DIRECTIONS:
Every line in the data below from the one containing "Target: orange church facade" down to the one containing "Target: staircase", both included, must be retyped exactly; no other line is to appear.

INPUT FOR THIS TASK:

*** Begin section ***

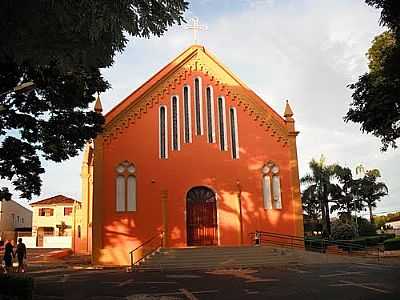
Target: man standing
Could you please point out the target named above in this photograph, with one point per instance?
(21, 255)
(8, 256)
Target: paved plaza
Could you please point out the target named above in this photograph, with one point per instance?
(326, 281)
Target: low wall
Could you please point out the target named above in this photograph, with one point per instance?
(29, 241)
(57, 242)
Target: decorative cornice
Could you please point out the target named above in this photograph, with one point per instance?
(198, 60)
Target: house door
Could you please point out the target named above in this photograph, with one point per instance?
(40, 235)
(201, 217)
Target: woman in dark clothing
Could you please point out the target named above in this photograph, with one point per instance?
(21, 255)
(8, 256)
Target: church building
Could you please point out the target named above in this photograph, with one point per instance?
(193, 153)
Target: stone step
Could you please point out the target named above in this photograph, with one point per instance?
(217, 257)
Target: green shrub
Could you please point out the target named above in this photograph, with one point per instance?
(16, 287)
(387, 236)
(342, 231)
(392, 244)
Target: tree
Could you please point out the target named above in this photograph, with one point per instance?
(61, 47)
(319, 185)
(376, 94)
(370, 191)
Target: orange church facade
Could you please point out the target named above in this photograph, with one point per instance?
(196, 154)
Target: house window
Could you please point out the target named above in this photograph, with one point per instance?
(125, 187)
(67, 211)
(210, 115)
(163, 133)
(234, 133)
(175, 123)
(187, 114)
(198, 106)
(222, 123)
(46, 212)
(271, 186)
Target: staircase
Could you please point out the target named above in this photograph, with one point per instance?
(198, 258)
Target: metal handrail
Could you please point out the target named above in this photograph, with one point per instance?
(159, 235)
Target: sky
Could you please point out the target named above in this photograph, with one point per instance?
(306, 51)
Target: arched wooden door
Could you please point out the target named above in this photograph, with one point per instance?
(201, 217)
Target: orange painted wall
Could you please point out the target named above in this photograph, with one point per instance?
(196, 164)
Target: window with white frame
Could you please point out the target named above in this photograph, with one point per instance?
(175, 129)
(125, 187)
(187, 114)
(234, 133)
(198, 105)
(163, 138)
(210, 115)
(272, 194)
(222, 124)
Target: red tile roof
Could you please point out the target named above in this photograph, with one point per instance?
(397, 218)
(59, 199)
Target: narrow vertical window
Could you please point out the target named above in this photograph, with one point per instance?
(198, 106)
(267, 192)
(163, 133)
(222, 123)
(175, 123)
(131, 193)
(187, 114)
(234, 133)
(210, 115)
(276, 188)
(120, 189)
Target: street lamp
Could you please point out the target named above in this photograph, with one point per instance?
(25, 87)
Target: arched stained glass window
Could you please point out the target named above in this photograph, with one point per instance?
(210, 115)
(272, 186)
(234, 133)
(198, 106)
(187, 114)
(175, 123)
(163, 133)
(222, 123)
(125, 187)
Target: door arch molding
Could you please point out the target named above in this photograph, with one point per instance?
(201, 217)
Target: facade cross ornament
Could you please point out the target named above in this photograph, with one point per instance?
(195, 26)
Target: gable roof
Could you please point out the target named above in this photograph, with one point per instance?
(194, 58)
(59, 199)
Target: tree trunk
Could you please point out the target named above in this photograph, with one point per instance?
(328, 218)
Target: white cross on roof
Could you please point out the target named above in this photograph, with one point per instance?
(196, 27)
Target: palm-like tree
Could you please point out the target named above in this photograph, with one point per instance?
(320, 187)
(370, 191)
(346, 196)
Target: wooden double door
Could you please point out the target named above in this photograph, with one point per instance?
(201, 217)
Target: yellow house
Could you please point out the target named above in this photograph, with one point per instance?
(54, 221)
(13, 216)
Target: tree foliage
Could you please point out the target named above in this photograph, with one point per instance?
(61, 46)
(320, 190)
(376, 94)
(371, 191)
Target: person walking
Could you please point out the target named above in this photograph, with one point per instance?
(21, 255)
(8, 256)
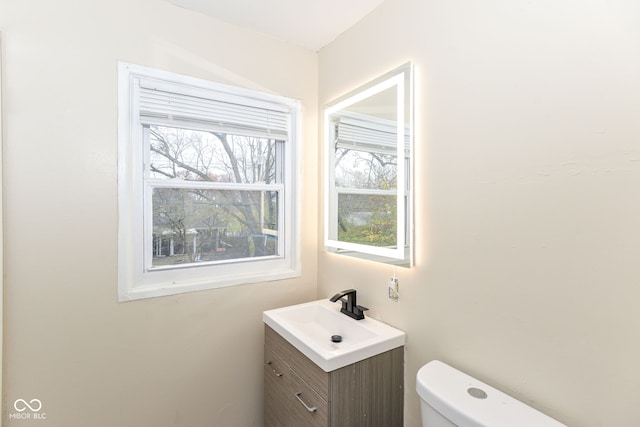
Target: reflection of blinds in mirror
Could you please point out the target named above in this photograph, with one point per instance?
(171, 105)
(367, 133)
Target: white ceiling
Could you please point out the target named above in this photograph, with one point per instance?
(311, 24)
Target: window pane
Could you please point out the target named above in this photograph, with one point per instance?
(210, 156)
(195, 225)
(363, 169)
(367, 219)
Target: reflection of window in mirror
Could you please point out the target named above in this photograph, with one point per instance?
(367, 132)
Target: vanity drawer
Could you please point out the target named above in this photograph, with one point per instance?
(289, 401)
(308, 371)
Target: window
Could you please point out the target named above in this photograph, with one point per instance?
(206, 184)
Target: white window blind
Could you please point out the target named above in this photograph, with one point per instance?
(174, 105)
(366, 133)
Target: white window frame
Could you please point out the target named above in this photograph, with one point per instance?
(398, 252)
(135, 280)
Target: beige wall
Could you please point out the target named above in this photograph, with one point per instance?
(527, 207)
(188, 360)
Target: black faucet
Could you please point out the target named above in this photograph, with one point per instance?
(349, 307)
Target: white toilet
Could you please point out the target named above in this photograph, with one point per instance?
(450, 398)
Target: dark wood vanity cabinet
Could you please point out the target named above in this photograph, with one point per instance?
(298, 393)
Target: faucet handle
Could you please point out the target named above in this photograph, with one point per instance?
(359, 310)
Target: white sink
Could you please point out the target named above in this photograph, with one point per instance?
(309, 327)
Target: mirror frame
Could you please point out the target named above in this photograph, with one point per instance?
(402, 254)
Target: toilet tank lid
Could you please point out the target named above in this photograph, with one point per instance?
(446, 390)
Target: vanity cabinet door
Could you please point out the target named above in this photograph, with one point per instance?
(289, 401)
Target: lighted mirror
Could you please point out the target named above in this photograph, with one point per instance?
(369, 169)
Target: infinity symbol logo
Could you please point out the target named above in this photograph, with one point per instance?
(21, 405)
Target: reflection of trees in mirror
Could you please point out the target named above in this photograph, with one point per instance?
(365, 169)
(370, 218)
(202, 223)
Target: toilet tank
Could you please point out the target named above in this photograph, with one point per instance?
(452, 398)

*** End section ***

SOLUTION:
Target: orange church facade
Could you please point out the target named above in this photograph, with one point per instance?
(196, 154)
Target: house window
Could you please point out the target named above in this photograph, with one point per instance?
(125, 187)
(67, 211)
(210, 115)
(163, 133)
(234, 133)
(175, 123)
(187, 114)
(198, 106)
(222, 123)
(46, 212)
(271, 186)
Target: staircase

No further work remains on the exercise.